- _課題_
下の読書メモに出てくる本の題名を全部書き出してください。

- _文書の抜粋_
________________________________________

「黒書院の六兵衛」(浅田次郎、日本経済新聞)

2014/05/04

最後まで主人公の正体が不可解だったせいか、読後も消化不良の印象は否めない。時代が江戸から明治に変わろうとした幕末、何のために旗本職を金で買い、大政奉還となった江戸城に居座ったのか。

「椿山課長の7日間」、「蒼穹の昴」など多くの他作品に比べ、今回は結果的に「今ひとつ」だった。

「首都崩壊」(高嶋哲夫、幻冬舎)

2014/05/20

ほぼ同時に、2つのレポートが総理の元に届けられた。ひとつは、5年以内に90%以上の確率で首都圏に巨大地震が起こると大学准教授が予測した「東京直下型地震の発生確率」、もうひとつは、アメリカ・ジョージタウン大学国際経済研究所の「日本経済崩壊が及ぼすアメリカ合衆国、および世界における影響」。

________________________________________

- _元データ_
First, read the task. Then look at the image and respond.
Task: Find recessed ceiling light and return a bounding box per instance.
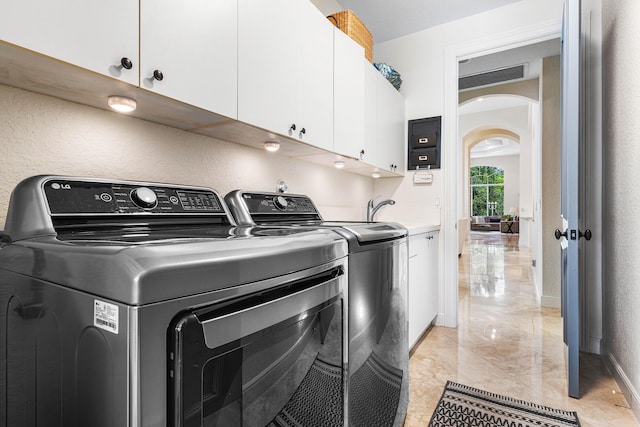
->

________________________________________

- _解答_
「黒書院の六兵衛」
「椿山課長の7日間」
「蒼穹の昴」
「首都崩壊」